## Trecho
Adélia Prado lança 'Miserere', livro com 38 poemas

Na obra, escritora refaz sua ligação direta entre o sagrado e a poesia

por João Paulo 14/12/2013 00:13
 Marcos Vieira/EM/D.A Press
(foto: Marcos Vieira/EM/D.A Press)
O título do livro, em latim, Miserere, pode indicar muitas coisas: a proximidade da religião, com seu cheiro de coisa antiga e distinta; a aceitação do destino de sofredora; o pedido de misericórdia, um “tem piedade de nós” repetido como um mantra a cada constatação de uma dívida impagável. Adélia não usa as palavras sem pesar todos os sentidos. Miserere é um livro que vem sendo escrito com o passar dos anos, ele carrega toda a poesia de Adélia, todas as suas idades, todos os tempos que vão se juntando, o arco de uma vida com suas estações e direção ao fim.

Com 38 poemas, todos magníficos, Adélia Prado refaz sua ligação direta entre o sagrado e a poesia. Há um arranjo entre a beleza e a busca de sentido que transforma o projeto literário em uma empresa pessoal, um operoso caminho ascensional que se nutre das substâncias mais comuns: a memória, o prazer das coisas simples, a carne, o mistério e o encontro. A poeta parece ter deixado de lado o empenho em gozar o mundo para tentar se localizar nele. Achar seu cantinho. Sentir a comunhão com o próximo.

As referências se mantêm: Guimarães Rosa, na confissão da sapiência desconfiada; a Bíblia, em suas referências ao mesmo tempo dolorosas e gozosas; a vida besta drummondiana, misto de aquiescência e revolta; os signos da infância ou mesmo mais antigos, de um tempo anterior à fissão com o todo, a deixar seus convites para a recuperação da síntese no seio do todo.

Adélia Prado é mestra das palavras humílimas e senhora do sentido de verbos cheios de garbom, que usa parcamente. As imagens que brotam da fala da gente simples quase sempre perfazem o caminho da revelação: a beleza escondida, a inteligência penetrante, a sabedoria de viver. Cada poema de Miserere parece propor um tipo de conversa, que primeiro apresenta uma fatia do mundo, uma certeza ou dúvida íntima, depois se volta para o outro, para, por fim, tentar a síntese, fazer valer o tino de ser entre outros.

## Bloco de dados
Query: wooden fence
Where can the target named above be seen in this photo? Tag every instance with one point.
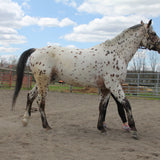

## Problemas a resolver
1. Segundo o texto sobre Adélia Prado, quantos poemas tem o livro Miserere?
2. Por favor, reescreva o trecho do texto sobre Adélia Prado que vai de "Adélia Prado lança" até "direção ao fim.", trocando "religião" por "fé".

## Resultados em ordem
1. O livro tem 38 poemas.

2.
Adélia Prado lança 'Miserere', livro com 38 poemas

Na obra, escritora refaz sua ligação direta entre o sagrado e a poesia

por João Paulo 14/12/2013 00:13
 Marcos Vieira/EM/D.A Press
(foto: Marcos Vieira/EM/D.A Press)
O título do livro, em latim, Miserere, pode indicar muitas coisas: a proximidade da fé, com seu cheiro de coisa antiga e distinta; a aceitação do destino de sofredora; o pedido de misericórdia, um “tem piedade de nós” repetido como um mantra a cada constatação de uma dívida impagável. Adélia não usa as palavras sem pesar todos os sentidos. Miserere é um livro que vem sendo escrito com o passar dos anos, ele carrega toda a poesia de Adélia, todas as suas idades, todos os tempos que vão se juntando, o arco de uma vida com suas estações e direção ao fim.